*Set exercise 1*: Reproduce the Bako National Park travel account word for word, from start to end.
*Set exercise 2*: Pick out each line of the entries that contains the string "coords", matching case exactly.

*** Selected passage ***

From Kuching we caught a bus to Bako Village where we were dropped at the National Park boat terminal. We didn’t have to wait long before our boat was ready and we headed out, passed the houses on stilts, around the headland to the Park HQ. Pulling into the bay we were welcomed by a stretch of golden sand hemmed in by towering limestone cliffs and backed by lush green jungle.
To pass the time until we could check in, we took a short 800m trail, Telok Paku, that would take us down to another beach. Marmite sandwiches packed, once we arrived in the cove we found a sheltered alcove under the cliff and ate our picnic surrounded by entertaining hermit crabs. While we ate, the rain rolled in and we ducked back under the forest canopy to head back to HQ. Once we reached the mangroves near camp we heard rustling and turned to see a group of Proboscis monkeys, my new all time favourite monkey. Proboscis monkeys have these phallic looking noses and pot bellies and make great honking noises. We spent a while watching them before heading to our room. Luckily for us, no one else checked in to our dorm and we had the room to ourselves for the 2 nights.
Proboscis monkey, Bako National Park. |
Rhys hiking in Bako National Park. |
Silver leaf monkeys with their babies, Bako National Park. |
Perfect spot for an evening beer, Rhys overlooking the beach, Bako National Park. |
We had a lazy start again the next day and other than a few short walks along the beach and to the mangroves we spent most of the morning at camp letting the animals come to us. We had a boat booked for 11:30am for the 10 minute return trip to the village where after a short wait, we boarded a bus back to Kuching. We checked in to the same hostel and headed back to the laundry. We had a few more errands to run before Rhys headed back to the hostel, leaving me to visit the Art Gallery and Sarawak Museum. The gallery was tiny but the museum was interesting with half of the 2nd floor given over to information about longhouses and a small longhouse reconstruction. As we’re only in Borneo for 4 weeks we’ve decided to focus on the natural wonders and the wildlife rather than the cultural places and it was good to get a feel for the different tribes and their way of life.

*** Data rows ***

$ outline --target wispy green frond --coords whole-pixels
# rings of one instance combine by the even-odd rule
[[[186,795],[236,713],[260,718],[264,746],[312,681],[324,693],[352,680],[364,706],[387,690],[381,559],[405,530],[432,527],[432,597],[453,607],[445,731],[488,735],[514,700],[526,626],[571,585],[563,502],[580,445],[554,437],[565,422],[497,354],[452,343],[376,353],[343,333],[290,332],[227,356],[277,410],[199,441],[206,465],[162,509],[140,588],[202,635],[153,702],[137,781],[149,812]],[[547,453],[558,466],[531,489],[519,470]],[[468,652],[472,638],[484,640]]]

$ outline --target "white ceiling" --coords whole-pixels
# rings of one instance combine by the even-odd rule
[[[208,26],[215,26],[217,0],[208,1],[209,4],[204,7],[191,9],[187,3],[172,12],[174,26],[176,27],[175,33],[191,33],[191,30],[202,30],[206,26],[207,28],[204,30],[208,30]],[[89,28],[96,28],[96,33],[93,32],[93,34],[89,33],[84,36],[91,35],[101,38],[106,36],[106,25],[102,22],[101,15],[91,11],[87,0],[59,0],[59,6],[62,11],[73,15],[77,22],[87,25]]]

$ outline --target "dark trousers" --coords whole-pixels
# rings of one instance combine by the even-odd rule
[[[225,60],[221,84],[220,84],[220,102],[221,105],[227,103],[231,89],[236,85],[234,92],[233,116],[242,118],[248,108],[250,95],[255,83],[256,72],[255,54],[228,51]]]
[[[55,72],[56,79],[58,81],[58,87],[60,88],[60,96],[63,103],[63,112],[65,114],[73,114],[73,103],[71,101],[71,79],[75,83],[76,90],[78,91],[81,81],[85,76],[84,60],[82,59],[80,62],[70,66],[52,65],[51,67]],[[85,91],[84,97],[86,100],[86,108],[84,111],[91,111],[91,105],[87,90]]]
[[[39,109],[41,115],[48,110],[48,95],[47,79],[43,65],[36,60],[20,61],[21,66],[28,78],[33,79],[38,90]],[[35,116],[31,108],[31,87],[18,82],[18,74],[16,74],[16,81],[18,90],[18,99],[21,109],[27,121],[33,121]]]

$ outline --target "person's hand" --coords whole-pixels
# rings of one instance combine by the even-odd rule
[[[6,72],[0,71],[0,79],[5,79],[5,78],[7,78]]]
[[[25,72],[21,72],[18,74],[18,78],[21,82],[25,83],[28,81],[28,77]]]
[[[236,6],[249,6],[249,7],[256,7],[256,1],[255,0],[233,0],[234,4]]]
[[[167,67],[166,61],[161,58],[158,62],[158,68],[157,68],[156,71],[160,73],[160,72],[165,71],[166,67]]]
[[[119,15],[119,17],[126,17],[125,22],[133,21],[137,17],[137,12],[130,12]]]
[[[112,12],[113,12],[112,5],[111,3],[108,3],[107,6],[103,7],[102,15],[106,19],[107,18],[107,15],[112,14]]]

***

*Final answer 1*:
From Kuching we caught a bus to Bako Village where we were dropped at the National Park boat terminal. We didn’t have to wait long before our boat was ready and we headed out, passed the houses on stilts, around the headland to the Park HQ. Pulling into the bay we were welcomed by a stretch of golden sand hemmed in by towering limestone cliffs and backed by lush green jungle.
To pass the time until we could check in, we took a short 800m trail, Telok Paku, that would take us down to another beach. Marmite sandwiches packed, once we arrived in the cove we found a sheltered alcove under the cliff and ate our picnic surrounded by entertaining hermit crabs. While we ate, the rain rolled in and we ducked back under the forest canopy to head back to HQ. Once we reached the mangroves near camp we heard rustling and turned to see a group of Proboscis monkeys, my new all time favourite monkey. Proboscis monkeys have these phallic looking noses and pot bellies and make great honking noises. We spent a while watching them before heading to our room. Luckily for us, no one else checked in to our dorm and we had the room to ourselves for the 2 nights.
Proboscis monkey, Bako National Park. |
Rhys hiking in Bako National Park. |
Silver leaf monkeys with their babies, Bako National Park. |
Perfect spot for an evening beer, Rhys overlooking the beach, Bako National Park. |
We had a lazy start again the next day and other than a few short walks along the beach and to the mangroves we spent most of the morning at camp letting the animals come to us. We had a boat booked for 11:30am for the 10 minute return trip to the village where after a short wait, we boarded a bus back to Kuching. We checked in to the same hostel and headed back to the laundry. We had a few more errands to run before Rhys headed back to the hostel, leaving me to visit the Art Gallery and Sarawak Museum. The gallery was tiny but the museum was interesting with half of the 2nd floor given over to information about longhouses and a small longhouse reconstruction. As we’re only in Borneo for 4 weeks we’ve decided to focus on the natural wonders and the wildlife rather than the cultural places and it was good to get a feel for the different tribes and their way of life.

*Final answer 2*:
$ outline --target wispy green frond --coords whole-pixels
$ outline --target "white ceiling" --coords whole-pixels
$ outline --target "dark trousers" --coords whole-pixels
$ outline --target "person's hand" --coords whole-pixels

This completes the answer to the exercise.